- **Excerpt provided**

———

Take a deep breath, stick em out there and be proud of yourself.
And, how many people do you know that can say 9 between them?lol
This is a great tale of both inward and outward success and I'm glad you shared it.
I don't understand how people refuse to see an accomlishment such as that. So much sadness all around when there could have been so much joy.
I hope you appreciate yourself now.
Harry, that line is the most pathetic justification of them all. It's nice to be on the right road again. Thanks.
kh3333, yes, there could have been so much joy. I do appreciate myself now and I no longer waste my time on unappreciative people. Thanks.
Hayley, thank you. I wanted to write about the impact of two people who believed in me and how they changed the way I saw myself. It reminds me it's important to stay away from those who wish to tear you down.
I now understand it wasn't acceptable for my mom to treat me that way. We have therapy today and I wanted to write it so I'm not filled with pointless bitterness. I need to change my behavior, and what I'll tolerate, as well as heal past wounds.
To answer your other question, no, he has no brother.
R
It's not for everyone, if you're not self driven or you're anti-social it's a bad fit. If I had to go back to working only nights and weekends I'd do it again.
Now, if you can only accept that your parents did indeed do the best they could -- it wasn't much, but it was all they were capable of doing. You are bigger than the resentments you have over their limits.
I've heard that many times during childhood and later with an abusive husband, I should be a bigger person, they can't help themselves. Comments like yours are the one of the reasons people continue bad behavior and victims stay victims or struggle to recover.
I also find it hypocritical as you have been resentful with the performance of receptionists, lab techs, and doctors when they weren't living up to your expectations.
I have feelings and worth just like you. This wasn't just some little appointment where I was ignored, this is a lifetime of neglect and abuse. If you are allowed to be upset over a receptionist ignoring you, then I am allowed to be upset over my parents constant derision.
I won't allow anyone to tell me what I should accept, invalidate my personal feelings or place limits on my need to heal.
rated with love and pride in your success
Chicago Guy, now you're just being nice. With where I'm at, it's even more powerful. Thank you very much.
zanelle, I can be very fierce when depending others, now I'm doing it for me. Yes, all separate journeys but walking them with friends, as it should be.
I thought he was dreamy too. Like you and I he had a lot of little flaws, but why focus on them when we have so many wonderful qualities.

———

- **Assignment**
Reproduce the comment thread above word for word, giving everything from "To answer your" down to "over their limits.".

Stored data entries:
———

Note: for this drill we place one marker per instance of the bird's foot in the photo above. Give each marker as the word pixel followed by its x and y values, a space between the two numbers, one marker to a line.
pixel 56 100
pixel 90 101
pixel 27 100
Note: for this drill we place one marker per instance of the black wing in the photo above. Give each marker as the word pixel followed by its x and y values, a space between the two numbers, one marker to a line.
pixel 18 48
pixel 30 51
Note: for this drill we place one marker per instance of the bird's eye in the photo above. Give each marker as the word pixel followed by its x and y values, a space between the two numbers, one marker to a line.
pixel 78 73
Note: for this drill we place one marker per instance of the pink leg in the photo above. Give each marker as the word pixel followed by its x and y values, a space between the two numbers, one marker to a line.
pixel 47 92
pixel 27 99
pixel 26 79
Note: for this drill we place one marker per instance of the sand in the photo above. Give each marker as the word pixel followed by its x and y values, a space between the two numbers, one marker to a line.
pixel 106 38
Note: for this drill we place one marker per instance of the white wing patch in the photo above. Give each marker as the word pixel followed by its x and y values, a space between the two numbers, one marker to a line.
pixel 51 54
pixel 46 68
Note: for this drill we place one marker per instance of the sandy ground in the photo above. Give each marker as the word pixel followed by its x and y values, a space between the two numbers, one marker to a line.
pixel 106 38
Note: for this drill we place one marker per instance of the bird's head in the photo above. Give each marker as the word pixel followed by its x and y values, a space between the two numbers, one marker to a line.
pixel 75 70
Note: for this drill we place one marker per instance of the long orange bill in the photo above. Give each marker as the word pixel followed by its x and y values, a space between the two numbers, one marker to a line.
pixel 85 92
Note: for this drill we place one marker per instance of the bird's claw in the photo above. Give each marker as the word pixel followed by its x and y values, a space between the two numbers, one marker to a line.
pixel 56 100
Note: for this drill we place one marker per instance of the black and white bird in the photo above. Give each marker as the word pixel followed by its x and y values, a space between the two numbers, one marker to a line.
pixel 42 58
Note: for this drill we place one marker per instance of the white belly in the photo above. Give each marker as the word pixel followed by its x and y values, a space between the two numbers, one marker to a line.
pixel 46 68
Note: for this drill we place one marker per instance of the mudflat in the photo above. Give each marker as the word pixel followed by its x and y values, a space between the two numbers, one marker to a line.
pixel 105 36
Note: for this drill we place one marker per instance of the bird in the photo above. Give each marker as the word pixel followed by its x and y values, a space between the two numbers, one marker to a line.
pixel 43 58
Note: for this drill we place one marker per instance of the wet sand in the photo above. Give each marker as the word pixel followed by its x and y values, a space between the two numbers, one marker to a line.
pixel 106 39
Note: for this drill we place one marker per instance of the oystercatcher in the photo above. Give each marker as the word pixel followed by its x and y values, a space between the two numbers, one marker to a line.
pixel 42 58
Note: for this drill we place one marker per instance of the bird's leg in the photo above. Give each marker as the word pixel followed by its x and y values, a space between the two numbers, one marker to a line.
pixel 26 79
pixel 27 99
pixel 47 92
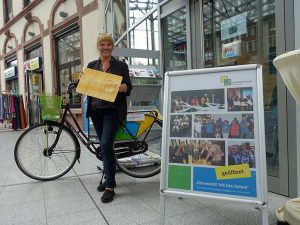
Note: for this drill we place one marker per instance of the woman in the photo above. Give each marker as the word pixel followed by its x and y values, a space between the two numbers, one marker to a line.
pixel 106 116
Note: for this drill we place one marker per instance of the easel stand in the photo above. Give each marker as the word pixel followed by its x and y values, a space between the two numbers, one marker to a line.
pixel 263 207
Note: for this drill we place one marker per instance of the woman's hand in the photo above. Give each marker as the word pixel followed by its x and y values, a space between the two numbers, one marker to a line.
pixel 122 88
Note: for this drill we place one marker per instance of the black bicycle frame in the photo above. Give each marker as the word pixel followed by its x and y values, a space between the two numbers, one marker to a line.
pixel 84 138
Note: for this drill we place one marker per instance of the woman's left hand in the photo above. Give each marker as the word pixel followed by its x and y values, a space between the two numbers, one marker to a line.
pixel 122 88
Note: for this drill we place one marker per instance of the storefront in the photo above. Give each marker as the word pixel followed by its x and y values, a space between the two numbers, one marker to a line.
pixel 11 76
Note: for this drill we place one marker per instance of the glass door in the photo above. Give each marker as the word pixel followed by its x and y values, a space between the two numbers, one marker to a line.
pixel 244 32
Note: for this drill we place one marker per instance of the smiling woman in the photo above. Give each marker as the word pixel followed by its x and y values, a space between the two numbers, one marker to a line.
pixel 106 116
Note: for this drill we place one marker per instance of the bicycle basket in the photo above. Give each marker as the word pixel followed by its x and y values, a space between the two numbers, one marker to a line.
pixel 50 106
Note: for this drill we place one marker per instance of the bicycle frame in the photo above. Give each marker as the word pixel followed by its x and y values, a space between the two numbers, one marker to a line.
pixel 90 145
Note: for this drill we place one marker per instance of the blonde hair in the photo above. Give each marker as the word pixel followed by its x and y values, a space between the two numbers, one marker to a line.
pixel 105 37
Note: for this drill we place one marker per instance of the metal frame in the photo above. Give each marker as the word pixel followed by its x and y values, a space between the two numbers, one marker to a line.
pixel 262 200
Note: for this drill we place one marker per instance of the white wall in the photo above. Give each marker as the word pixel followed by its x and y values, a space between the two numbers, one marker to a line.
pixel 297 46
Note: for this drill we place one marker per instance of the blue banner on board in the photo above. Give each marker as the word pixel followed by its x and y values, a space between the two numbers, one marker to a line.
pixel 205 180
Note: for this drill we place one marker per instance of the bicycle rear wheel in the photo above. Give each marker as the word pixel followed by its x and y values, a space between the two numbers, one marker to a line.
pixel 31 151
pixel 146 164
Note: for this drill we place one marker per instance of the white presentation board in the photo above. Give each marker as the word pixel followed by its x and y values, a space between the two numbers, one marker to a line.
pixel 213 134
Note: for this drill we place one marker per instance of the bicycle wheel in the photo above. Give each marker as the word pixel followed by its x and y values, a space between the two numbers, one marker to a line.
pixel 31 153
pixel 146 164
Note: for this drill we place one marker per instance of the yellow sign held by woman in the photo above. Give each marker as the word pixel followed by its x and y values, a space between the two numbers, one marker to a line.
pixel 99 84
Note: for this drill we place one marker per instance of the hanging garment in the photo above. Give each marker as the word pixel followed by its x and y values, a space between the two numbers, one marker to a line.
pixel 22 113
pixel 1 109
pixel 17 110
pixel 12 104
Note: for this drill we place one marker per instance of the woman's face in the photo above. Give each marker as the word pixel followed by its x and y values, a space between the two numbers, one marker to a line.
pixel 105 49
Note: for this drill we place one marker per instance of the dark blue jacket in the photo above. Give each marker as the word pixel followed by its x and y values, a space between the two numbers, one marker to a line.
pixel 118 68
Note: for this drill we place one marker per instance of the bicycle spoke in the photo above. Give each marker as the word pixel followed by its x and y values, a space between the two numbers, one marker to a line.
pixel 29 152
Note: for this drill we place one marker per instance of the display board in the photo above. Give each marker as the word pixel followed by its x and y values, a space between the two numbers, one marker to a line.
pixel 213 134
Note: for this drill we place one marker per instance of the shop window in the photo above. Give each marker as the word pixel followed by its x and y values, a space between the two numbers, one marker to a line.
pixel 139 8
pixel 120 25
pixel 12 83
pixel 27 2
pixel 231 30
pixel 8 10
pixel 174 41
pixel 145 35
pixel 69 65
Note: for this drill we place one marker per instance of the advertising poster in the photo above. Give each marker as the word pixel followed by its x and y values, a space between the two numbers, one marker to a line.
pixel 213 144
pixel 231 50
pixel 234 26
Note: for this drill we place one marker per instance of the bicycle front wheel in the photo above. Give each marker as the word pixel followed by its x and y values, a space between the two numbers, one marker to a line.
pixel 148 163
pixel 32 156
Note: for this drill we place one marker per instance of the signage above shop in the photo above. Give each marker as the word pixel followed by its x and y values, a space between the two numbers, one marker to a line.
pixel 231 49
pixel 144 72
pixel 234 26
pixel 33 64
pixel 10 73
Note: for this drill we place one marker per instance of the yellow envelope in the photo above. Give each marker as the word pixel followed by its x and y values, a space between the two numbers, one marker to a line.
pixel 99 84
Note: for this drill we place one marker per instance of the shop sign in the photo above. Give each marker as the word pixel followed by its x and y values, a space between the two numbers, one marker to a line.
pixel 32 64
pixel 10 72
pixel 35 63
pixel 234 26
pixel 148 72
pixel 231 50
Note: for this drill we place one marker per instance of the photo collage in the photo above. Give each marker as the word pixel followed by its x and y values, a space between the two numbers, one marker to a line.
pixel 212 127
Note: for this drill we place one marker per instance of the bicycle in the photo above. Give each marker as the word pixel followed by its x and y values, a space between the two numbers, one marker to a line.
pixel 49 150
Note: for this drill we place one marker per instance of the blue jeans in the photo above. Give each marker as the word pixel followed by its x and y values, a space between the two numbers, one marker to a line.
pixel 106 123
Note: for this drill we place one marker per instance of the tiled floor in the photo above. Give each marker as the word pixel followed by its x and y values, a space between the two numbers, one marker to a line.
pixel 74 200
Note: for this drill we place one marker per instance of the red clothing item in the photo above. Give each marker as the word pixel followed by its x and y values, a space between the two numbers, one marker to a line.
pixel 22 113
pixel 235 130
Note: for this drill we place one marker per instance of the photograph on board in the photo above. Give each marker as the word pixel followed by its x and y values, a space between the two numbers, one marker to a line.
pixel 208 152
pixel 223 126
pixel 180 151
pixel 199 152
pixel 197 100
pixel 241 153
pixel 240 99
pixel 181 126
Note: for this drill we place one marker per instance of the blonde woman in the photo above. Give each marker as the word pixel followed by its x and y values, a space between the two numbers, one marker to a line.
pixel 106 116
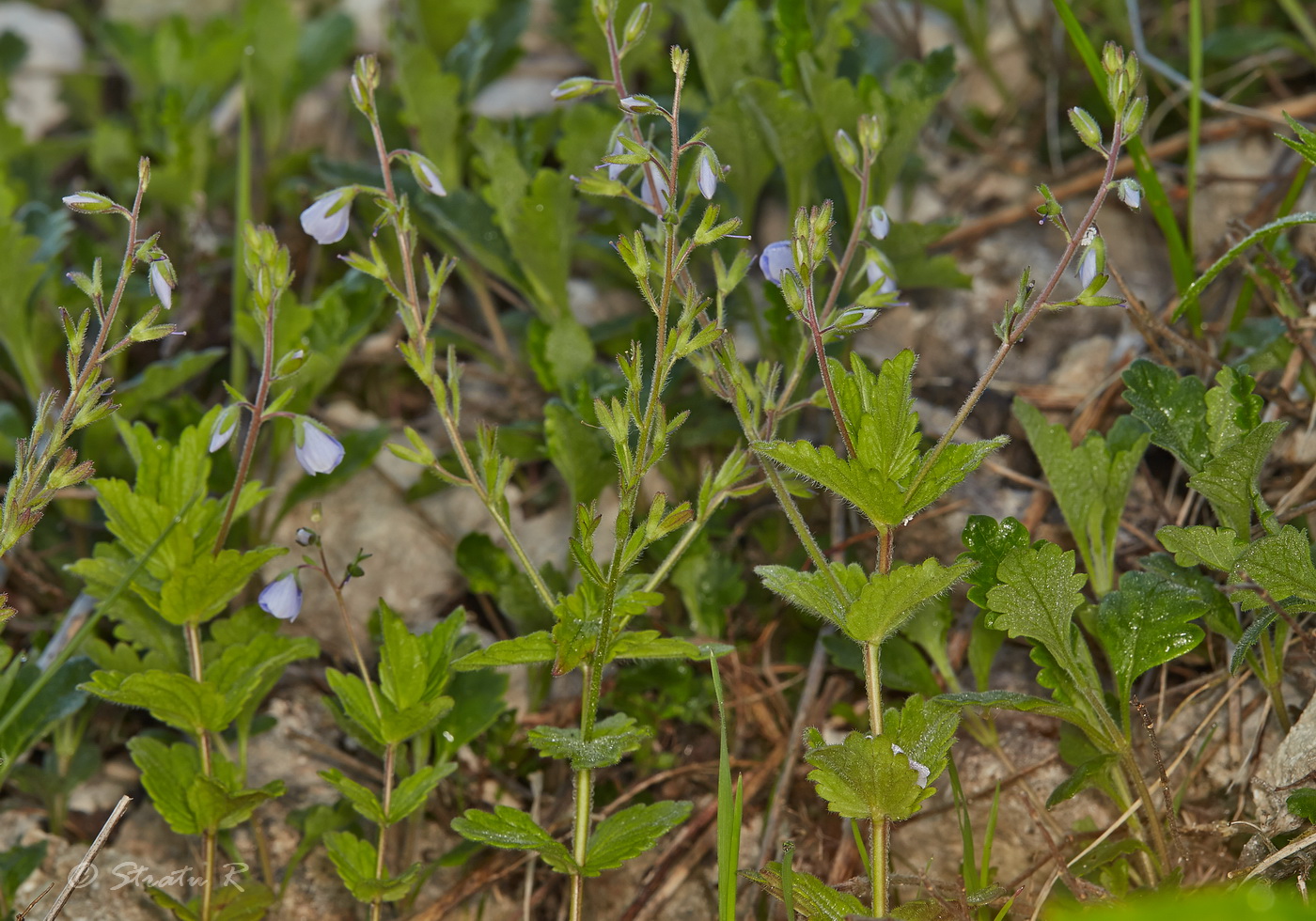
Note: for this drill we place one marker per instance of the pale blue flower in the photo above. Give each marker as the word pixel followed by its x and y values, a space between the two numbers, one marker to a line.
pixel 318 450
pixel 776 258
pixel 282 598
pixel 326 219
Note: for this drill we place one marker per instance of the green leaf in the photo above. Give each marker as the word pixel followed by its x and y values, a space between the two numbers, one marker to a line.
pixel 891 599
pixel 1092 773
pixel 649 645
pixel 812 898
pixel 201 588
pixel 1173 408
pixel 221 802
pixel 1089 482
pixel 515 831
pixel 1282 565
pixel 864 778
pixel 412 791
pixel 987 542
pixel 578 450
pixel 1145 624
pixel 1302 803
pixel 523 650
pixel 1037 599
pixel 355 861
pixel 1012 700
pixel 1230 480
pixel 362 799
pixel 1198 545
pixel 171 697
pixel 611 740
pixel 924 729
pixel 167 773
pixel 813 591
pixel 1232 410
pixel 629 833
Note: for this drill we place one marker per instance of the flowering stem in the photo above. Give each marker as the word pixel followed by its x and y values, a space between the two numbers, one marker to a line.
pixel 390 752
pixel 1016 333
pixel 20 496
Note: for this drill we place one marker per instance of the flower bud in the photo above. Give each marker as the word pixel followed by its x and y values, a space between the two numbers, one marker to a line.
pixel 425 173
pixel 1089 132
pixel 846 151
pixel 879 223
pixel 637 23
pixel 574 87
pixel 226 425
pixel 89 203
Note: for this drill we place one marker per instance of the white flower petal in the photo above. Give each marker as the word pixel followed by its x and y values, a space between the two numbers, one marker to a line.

———

- **Solution**
To answer your other question, no, he has no brother.
R
It's not for everyone, if you're not self driven or you're anti-social it's a bad fit. If I had to go back to working only nights and weekends I'd do it again.
Now, if you can only accept that your parents did indeed do the best they could -- it wasn't much, but it was all they were capable of doing. You are bigger than the resentments you have over their limits.